● Exercise objective:
Copy the entries below word for word, from the very start down to and including the line containing "pixel 381 263". Leave the pictures out of your copy.

** begin Data records **

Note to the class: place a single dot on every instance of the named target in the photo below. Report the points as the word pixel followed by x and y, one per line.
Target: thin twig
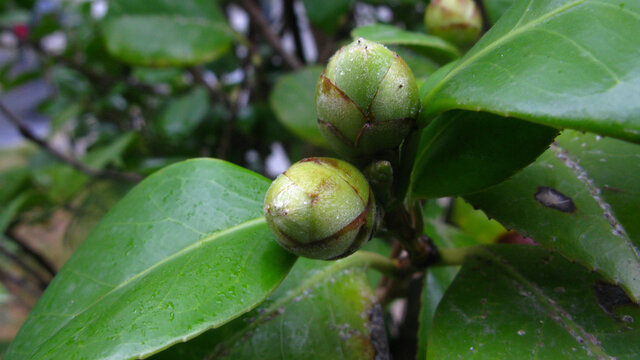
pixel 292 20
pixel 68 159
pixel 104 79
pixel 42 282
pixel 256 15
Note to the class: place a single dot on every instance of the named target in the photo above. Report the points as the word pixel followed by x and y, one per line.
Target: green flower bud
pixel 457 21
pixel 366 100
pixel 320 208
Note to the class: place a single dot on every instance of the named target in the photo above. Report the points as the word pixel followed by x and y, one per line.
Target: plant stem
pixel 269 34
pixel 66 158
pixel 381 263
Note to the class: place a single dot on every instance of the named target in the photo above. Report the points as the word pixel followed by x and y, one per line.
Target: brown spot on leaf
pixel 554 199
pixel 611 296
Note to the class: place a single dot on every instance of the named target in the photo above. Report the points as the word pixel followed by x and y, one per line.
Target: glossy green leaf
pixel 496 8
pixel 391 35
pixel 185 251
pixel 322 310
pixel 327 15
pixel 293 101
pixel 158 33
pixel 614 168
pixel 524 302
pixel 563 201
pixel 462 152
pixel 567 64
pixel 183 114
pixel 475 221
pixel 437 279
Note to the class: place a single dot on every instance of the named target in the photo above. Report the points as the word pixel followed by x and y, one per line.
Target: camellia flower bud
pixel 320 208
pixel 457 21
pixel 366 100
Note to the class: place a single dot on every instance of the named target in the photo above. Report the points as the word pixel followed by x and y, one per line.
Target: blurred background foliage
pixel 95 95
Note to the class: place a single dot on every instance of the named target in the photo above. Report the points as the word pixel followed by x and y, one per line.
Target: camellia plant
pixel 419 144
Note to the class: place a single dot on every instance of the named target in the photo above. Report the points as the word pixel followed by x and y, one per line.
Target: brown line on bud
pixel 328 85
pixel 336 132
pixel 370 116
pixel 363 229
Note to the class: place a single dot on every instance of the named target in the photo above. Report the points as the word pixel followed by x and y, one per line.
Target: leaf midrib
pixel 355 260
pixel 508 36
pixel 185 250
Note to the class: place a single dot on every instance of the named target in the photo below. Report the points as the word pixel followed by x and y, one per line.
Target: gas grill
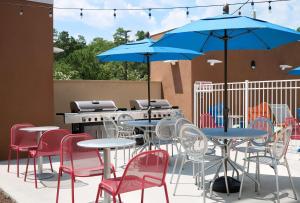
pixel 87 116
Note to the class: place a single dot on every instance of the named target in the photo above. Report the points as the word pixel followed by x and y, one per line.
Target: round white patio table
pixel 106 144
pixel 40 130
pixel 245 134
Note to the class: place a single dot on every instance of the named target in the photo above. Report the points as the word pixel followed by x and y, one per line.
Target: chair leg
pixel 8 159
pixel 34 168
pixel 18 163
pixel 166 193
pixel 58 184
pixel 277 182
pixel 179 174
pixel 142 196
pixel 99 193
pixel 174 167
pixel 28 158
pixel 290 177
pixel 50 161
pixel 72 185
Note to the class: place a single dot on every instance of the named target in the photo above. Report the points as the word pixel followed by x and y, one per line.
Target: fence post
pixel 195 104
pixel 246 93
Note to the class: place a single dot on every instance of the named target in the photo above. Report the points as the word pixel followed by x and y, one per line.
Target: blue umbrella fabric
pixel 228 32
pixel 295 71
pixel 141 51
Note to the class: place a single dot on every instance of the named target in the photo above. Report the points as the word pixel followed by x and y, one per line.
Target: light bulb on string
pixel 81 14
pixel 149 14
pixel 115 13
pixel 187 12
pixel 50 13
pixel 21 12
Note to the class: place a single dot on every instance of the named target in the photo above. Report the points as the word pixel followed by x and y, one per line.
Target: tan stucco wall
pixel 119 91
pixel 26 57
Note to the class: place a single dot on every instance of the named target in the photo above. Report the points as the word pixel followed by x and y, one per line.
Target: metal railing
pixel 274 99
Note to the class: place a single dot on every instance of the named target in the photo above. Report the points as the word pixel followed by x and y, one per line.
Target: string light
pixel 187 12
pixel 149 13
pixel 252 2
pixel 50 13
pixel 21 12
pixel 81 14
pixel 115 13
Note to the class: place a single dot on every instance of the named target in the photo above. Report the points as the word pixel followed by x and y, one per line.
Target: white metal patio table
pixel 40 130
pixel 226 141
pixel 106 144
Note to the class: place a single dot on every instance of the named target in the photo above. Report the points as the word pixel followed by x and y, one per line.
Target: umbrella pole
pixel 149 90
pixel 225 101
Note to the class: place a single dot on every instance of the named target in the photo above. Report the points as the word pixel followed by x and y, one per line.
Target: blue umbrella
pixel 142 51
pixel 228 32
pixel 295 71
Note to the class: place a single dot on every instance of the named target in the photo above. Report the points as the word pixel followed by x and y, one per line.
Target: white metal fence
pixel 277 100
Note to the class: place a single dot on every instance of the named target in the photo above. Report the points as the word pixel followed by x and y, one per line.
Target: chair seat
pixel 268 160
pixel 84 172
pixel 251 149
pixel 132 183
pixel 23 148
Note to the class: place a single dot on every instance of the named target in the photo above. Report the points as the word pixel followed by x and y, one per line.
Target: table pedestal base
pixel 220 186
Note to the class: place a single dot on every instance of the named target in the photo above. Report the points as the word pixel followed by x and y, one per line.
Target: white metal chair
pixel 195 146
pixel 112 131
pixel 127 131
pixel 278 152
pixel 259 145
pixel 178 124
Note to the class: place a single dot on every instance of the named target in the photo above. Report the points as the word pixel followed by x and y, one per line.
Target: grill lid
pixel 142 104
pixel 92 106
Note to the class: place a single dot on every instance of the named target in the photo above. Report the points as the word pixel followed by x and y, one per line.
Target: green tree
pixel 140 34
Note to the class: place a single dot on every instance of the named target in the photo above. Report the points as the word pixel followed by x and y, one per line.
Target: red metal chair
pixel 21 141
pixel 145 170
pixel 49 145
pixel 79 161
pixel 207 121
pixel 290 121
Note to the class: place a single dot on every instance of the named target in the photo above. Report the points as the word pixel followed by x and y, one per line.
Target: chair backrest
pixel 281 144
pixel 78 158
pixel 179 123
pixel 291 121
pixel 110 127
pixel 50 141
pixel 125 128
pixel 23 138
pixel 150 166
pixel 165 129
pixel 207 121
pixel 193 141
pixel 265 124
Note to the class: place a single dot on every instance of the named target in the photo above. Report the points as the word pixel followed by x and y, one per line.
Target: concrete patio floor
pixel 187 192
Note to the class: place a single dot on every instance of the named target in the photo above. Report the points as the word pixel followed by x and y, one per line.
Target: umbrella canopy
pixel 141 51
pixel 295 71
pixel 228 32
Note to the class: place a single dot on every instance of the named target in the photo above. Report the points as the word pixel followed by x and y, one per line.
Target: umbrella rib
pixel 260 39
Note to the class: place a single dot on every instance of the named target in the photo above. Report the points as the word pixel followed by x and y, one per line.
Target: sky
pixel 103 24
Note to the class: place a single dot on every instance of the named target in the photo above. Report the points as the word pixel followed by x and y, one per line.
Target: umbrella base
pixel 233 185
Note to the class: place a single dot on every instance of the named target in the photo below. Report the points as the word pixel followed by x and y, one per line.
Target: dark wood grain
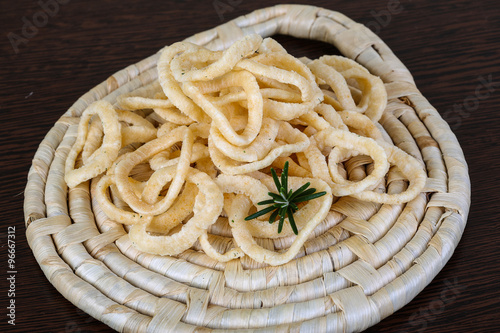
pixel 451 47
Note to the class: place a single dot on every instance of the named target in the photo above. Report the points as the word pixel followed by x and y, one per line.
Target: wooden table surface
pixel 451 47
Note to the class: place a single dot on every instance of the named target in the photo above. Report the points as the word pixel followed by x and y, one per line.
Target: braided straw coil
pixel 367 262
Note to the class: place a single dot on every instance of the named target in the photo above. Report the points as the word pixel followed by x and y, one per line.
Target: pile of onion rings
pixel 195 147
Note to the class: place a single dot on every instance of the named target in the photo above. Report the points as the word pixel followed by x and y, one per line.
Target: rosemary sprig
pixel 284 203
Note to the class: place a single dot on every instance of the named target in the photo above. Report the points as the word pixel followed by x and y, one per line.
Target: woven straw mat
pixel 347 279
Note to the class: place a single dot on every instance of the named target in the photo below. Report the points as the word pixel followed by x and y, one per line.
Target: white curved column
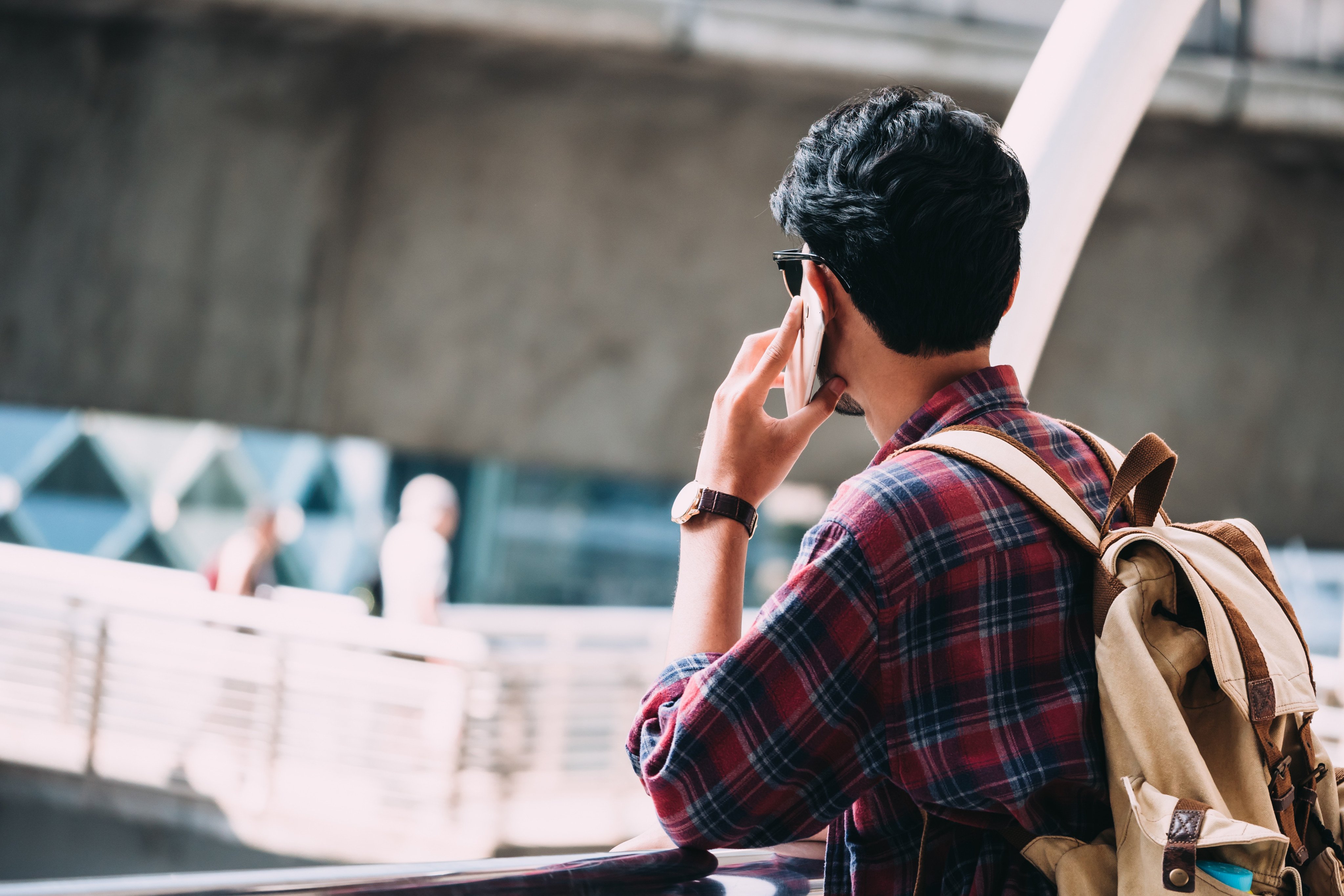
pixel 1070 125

** end Data records **

● Task solution:
Note to the class: place a single dot on every instance of the named target in the photo below. Report the points as the word pixel followed by x and y, one per line.
Target: thin twig
pixel 292 20
pixel 68 159
pixel 104 79
pixel 42 282
pixel 256 15
Note to the class: place a single dot on every instance of the named target in the photo above. Report the points as the word pixel followed by x and y, one per line.
Target: green flower bud
pixel 457 21
pixel 366 100
pixel 320 208
Note to the class: place a single dot on every instance of the named target in the photo above. Report the points as the word pixel followed by x and y, one per line.
Target: plant stem
pixel 269 34
pixel 66 158
pixel 381 263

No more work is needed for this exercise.